Source:
To facilitate this mode of operation, event message network 220 transmits event messages between the test instruments and the shared event coordinator 218. Any occurrence of significance in test system 300 or the DUT may be considered as an "event". For example, an initial "power up" of the DUT may be defined by system 300 as a "power up event", or when a test instrument determines that the DUT has generated a responsive signal that matches a particular desired pattern, the test instrument may declare that a particular "measurement event" has occurred.
In preferred modes of operation of system 300, each event message transmitted by event message network 220 indicates that a particular event has occurred. Each event message preferably includes an event component that indicates which event has occurred, and a timestamp component that indicates when the event occurred. Each event message may also include additional components that indicate particular features or parameters of the event (e.g., a voltage or a current level of a responsive signal).
In operation, one of the test instruments may be configured to observe the occurrence of a particular event and to inform other test instruments when that particular event occurs. For example, if the ith test instrument TINi is configured to monitor a particular measurement event, say event "x", then the local measurement portion LMPi observes the DUT at preselected scheduled times to determine whether event x has occurred. When the local measurement portion LMPi detects the occurrence of event x then the local measurement portion LMPi applies an output signal to the local timestamp generator LTSGi and thereby indicates to the local timestamp generator LSTGi that event x has occurred. In response to this output signal, the local timestamp generator LTSGi generates a timestamp by recording, or "capturing", the current value of the local timestamp signal LTSSi. The local timestamp generator LTSGi then applies an output signal to the local event message generator LEMGi and thereby indicates to the local event message generator LEMGi that event x has occurred at a time that is represented by the recorded timestamp. The local event message generator LEMGi then generates an event message and applies this event message to the event message network 220. The event message preferably includes an event component stating that event x has occurred and a timestamp component indicative of the timestamp recorded by the local timestamp generator LTSGi. When calibration values are available, the timestamp in the event message may be corrected to reflect the event time in the frame of reference of the DUT.

Recorded data:

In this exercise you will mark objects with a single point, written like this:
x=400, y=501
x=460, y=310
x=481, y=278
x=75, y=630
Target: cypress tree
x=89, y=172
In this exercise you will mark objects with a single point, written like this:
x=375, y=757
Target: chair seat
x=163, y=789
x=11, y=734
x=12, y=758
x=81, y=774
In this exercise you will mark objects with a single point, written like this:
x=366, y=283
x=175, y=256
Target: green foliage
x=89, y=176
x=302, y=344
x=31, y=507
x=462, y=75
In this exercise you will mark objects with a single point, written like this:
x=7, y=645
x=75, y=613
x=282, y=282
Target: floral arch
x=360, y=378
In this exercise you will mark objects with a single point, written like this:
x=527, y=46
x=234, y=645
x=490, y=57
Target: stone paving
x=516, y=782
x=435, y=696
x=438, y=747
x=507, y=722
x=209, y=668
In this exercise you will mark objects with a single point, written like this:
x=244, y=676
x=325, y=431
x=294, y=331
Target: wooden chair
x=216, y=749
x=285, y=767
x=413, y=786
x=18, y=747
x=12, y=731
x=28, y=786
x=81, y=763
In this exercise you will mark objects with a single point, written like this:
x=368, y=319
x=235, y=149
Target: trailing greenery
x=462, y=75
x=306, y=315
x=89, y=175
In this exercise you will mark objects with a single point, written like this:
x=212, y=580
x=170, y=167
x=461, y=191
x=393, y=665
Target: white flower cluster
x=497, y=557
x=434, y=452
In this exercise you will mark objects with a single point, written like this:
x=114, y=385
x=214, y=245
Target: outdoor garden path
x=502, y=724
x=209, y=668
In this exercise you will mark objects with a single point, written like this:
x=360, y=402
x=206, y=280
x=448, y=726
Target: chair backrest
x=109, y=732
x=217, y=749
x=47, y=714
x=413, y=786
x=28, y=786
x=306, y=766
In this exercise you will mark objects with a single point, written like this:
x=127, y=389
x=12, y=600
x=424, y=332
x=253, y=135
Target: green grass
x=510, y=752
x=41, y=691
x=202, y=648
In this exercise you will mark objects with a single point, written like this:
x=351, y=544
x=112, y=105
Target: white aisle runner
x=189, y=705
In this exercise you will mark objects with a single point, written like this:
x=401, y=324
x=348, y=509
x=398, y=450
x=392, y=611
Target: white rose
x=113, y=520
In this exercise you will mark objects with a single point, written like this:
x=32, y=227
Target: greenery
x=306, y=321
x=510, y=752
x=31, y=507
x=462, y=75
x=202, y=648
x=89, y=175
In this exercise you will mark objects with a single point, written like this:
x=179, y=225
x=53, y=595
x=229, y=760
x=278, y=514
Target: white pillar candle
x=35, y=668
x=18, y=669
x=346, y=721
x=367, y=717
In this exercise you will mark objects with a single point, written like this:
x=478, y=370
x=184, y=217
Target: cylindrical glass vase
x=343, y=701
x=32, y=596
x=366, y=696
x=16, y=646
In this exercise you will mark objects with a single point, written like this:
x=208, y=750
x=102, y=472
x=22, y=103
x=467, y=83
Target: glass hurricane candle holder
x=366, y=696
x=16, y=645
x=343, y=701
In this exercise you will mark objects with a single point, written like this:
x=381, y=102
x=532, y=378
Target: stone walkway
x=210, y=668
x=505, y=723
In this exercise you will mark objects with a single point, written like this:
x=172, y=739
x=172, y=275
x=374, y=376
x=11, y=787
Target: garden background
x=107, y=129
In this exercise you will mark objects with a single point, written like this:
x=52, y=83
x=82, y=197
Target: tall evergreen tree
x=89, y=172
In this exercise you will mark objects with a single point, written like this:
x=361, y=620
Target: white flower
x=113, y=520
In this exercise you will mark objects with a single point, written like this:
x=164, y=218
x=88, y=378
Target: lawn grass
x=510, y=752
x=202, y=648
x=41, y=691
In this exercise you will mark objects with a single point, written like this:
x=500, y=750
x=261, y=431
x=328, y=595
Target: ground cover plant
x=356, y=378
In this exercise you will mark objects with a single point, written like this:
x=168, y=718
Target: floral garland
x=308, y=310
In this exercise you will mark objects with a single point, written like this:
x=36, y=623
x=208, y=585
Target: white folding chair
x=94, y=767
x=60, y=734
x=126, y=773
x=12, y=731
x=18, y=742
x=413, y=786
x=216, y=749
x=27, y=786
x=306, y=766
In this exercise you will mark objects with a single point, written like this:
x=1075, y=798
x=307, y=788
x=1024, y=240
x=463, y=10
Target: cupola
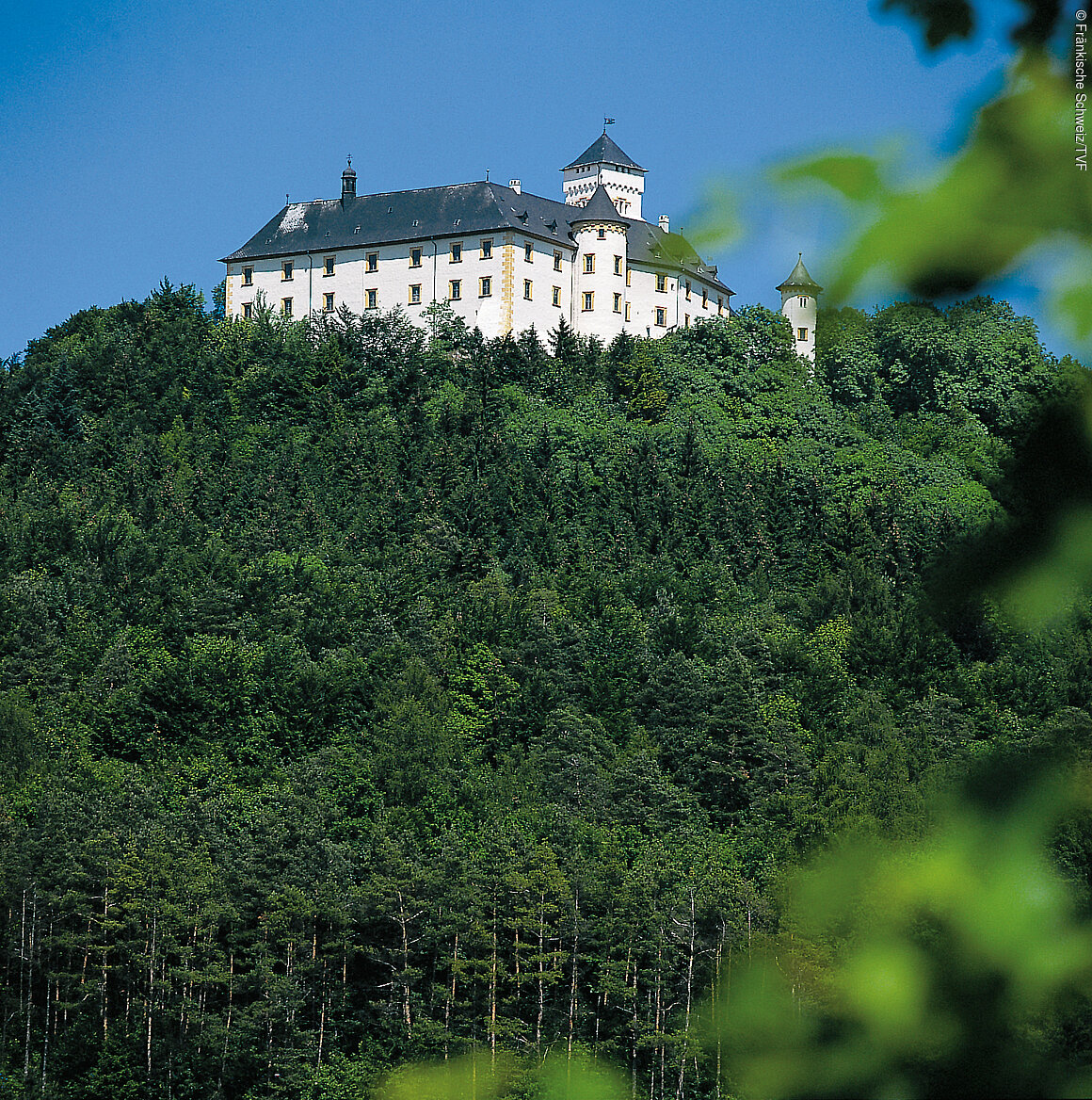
x=348, y=183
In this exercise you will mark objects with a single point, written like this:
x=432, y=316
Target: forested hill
x=368, y=696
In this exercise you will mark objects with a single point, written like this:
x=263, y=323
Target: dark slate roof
x=603, y=151
x=650, y=246
x=801, y=279
x=600, y=207
x=453, y=211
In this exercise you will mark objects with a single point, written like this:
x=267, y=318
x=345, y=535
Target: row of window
x=372, y=264
x=485, y=290
x=372, y=301
x=416, y=257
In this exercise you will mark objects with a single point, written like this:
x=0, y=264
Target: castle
x=505, y=260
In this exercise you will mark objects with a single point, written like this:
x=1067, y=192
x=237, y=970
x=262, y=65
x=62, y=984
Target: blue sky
x=145, y=141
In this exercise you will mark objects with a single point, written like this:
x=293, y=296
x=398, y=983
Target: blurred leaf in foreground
x=943, y=962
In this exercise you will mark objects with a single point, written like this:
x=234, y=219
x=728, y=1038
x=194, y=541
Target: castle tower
x=600, y=231
x=603, y=163
x=799, y=295
x=347, y=184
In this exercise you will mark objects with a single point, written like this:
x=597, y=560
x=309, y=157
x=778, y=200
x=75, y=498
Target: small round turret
x=348, y=183
x=799, y=295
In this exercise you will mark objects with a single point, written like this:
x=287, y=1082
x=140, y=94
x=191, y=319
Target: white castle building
x=504, y=259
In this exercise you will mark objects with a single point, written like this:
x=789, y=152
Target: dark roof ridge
x=603, y=150
x=600, y=207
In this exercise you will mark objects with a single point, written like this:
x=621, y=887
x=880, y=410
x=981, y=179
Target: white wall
x=626, y=187
x=801, y=310
x=394, y=275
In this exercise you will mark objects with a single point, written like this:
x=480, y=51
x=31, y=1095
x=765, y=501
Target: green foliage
x=372, y=699
x=935, y=968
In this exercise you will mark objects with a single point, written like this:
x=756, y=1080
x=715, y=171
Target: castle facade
x=504, y=259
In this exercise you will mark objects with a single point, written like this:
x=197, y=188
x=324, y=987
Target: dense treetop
x=371, y=694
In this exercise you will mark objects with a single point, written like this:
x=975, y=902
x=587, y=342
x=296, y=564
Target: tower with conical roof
x=603, y=163
x=799, y=295
x=601, y=261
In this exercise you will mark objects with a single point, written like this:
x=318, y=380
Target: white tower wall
x=801, y=308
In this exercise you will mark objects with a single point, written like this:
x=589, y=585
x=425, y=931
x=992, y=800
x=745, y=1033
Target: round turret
x=348, y=183
x=602, y=256
x=799, y=295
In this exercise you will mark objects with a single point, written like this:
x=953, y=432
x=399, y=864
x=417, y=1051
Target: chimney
x=347, y=183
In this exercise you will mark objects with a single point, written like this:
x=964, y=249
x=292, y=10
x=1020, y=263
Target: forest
x=372, y=695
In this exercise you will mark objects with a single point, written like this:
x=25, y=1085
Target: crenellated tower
x=603, y=164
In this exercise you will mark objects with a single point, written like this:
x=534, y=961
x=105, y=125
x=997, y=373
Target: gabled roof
x=801, y=279
x=418, y=215
x=600, y=207
x=453, y=211
x=603, y=151
x=651, y=247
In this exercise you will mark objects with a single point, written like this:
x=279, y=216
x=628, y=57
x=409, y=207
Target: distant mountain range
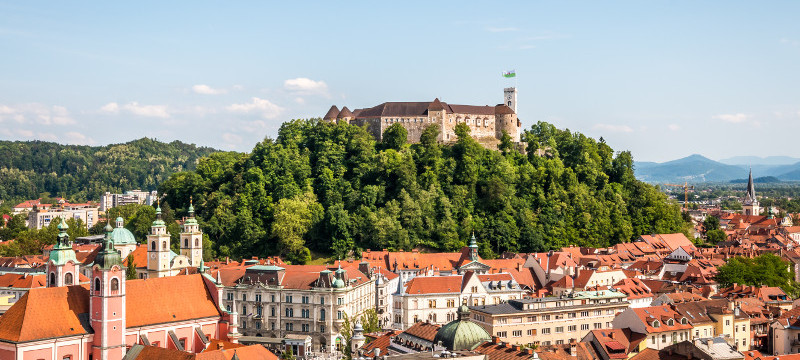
x=698, y=168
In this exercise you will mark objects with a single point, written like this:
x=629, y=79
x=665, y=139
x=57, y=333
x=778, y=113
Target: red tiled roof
x=434, y=285
x=168, y=299
x=46, y=313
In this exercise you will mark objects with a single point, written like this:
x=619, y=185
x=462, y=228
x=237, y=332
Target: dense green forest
x=332, y=188
x=81, y=173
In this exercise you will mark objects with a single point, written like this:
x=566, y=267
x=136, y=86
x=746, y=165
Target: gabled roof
x=434, y=285
x=44, y=313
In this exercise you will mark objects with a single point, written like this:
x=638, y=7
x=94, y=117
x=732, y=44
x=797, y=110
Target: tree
x=764, y=270
x=395, y=136
x=130, y=271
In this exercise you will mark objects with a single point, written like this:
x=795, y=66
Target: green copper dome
x=461, y=334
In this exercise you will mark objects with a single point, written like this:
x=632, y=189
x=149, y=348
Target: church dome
x=461, y=334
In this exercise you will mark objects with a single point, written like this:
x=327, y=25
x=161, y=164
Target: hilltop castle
x=486, y=122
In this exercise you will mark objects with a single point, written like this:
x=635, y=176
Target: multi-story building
x=551, y=320
x=276, y=301
x=109, y=200
x=487, y=123
x=662, y=325
x=436, y=298
x=39, y=218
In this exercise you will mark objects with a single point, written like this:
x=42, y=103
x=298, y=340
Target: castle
x=487, y=123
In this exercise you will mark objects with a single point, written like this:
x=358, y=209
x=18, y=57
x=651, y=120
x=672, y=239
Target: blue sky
x=661, y=79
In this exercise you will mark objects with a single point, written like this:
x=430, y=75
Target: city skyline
x=692, y=78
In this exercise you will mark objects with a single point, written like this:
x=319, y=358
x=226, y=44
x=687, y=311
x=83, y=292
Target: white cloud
x=732, y=118
x=74, y=137
x=159, y=111
x=501, y=29
x=613, y=128
x=207, y=90
x=261, y=106
x=36, y=113
x=112, y=108
x=306, y=86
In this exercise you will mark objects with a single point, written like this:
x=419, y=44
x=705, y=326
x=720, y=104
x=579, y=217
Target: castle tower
x=750, y=203
x=192, y=239
x=62, y=266
x=107, y=302
x=510, y=98
x=473, y=248
x=158, y=254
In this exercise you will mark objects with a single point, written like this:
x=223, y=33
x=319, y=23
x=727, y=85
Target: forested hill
x=85, y=172
x=333, y=188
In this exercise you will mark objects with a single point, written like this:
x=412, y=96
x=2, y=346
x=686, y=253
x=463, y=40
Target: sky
x=662, y=79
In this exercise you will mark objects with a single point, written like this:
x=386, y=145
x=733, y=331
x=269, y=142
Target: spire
x=191, y=207
x=473, y=248
x=108, y=255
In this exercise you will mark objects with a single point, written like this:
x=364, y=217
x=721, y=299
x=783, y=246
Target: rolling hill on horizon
x=697, y=168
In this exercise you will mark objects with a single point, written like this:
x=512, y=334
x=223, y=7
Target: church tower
x=158, y=253
x=192, y=239
x=510, y=98
x=107, y=302
x=62, y=266
x=750, y=204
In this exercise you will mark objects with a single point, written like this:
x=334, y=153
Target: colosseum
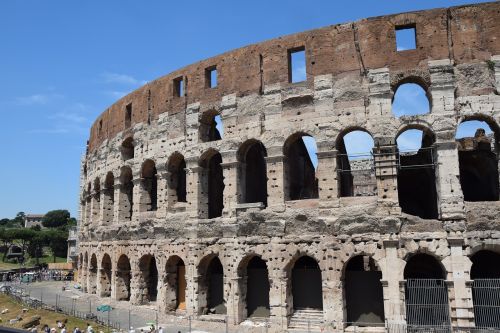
x=200, y=196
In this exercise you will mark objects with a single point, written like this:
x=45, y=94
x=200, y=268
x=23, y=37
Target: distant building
x=32, y=220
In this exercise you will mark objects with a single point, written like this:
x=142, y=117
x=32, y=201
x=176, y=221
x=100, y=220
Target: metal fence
x=119, y=319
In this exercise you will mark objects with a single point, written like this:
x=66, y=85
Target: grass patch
x=47, y=317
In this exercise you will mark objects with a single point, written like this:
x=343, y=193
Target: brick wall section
x=464, y=34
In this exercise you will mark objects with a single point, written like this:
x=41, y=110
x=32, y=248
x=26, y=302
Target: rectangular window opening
x=179, y=87
x=128, y=115
x=211, y=77
x=406, y=38
x=297, y=65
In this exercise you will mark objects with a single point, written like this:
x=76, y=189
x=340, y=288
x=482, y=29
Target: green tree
x=56, y=218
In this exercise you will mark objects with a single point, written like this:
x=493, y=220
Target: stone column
x=230, y=171
x=386, y=172
x=275, y=178
x=448, y=188
x=137, y=198
x=327, y=176
x=392, y=272
x=162, y=177
x=462, y=309
x=194, y=189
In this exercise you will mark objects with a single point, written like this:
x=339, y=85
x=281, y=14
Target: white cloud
x=122, y=79
x=37, y=99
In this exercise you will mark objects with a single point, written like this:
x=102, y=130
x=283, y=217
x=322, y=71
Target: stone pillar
x=448, y=188
x=462, y=309
x=162, y=177
x=275, y=178
x=386, y=172
x=393, y=287
x=230, y=171
x=193, y=187
x=137, y=198
x=327, y=176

Objective: Reproduce the entire passage on event messages word for word. Rely only on the event-message passage.

Task result:
To facilitate this mode of operation, event message network 220 transmits event messages between the test instruments and the shared event coordinator 218. Any occurrence of significance in test system 300 or the DUT may be considered as an "event". For example, an initial "power up" of the DUT may be defined by system 300 as a "power up event", or when a test instrument determines that the DUT has generated a responsive signal that matches a particular desired pattern, the test instrument may declare that a particular "measurement event" has occurred.
In preferred modes of operation of system 300, each event message transmitted by event message network 220 indicates that a particular event has occurred. Each event message preferably includes an event component that indicates which event has occurred, and a timestamp component that indicates when the event occurred. Each event message may also include additional components that indicate particular features or parameters of the event (e.g., a voltage or a current level of a responsive signal).
In operation, one of the test instruments may be configured to observe the occurrence of a particular event and to inform other test instruments when that particular event occurs. For example, if the ith test instrument TINi is configured to monitor a particular measurement event, say event "x", then the local measurement portion LMPi observes the DUT at preselected scheduled times to determine whether event x has occurred. When the local measurement portion LMPi detects the occurrence of event x then the local measurement portion LMPi applies an output signal to the local timestamp generator LTSGi and thereby indicates to the local timestamp generator LSTGi that event x has occurred. In response to this output signal, the local timestamp generator LTSGi generates a timestamp by recording, or "capturing", the current value of the local timestamp signal LTSSi. The local timestamp generator LTSGi then applies an output signal to the local event message generator LEMGi and thereby indicates to the local event message generator LEMGi that event x has occurred at a time that is represented by the recorded timestamp. The local event message generator LEMGi then generates an event message and applies this event message to the event message network 220. The event message preferably includes an event component stating that event x has occurred and a timestamp component indicative of the timestamp recorded by the local timestamp generator LTSGi. When calibration values are available, the timestamp in the event message may be corrected to reflect the event time in the frame of reference of the DUT.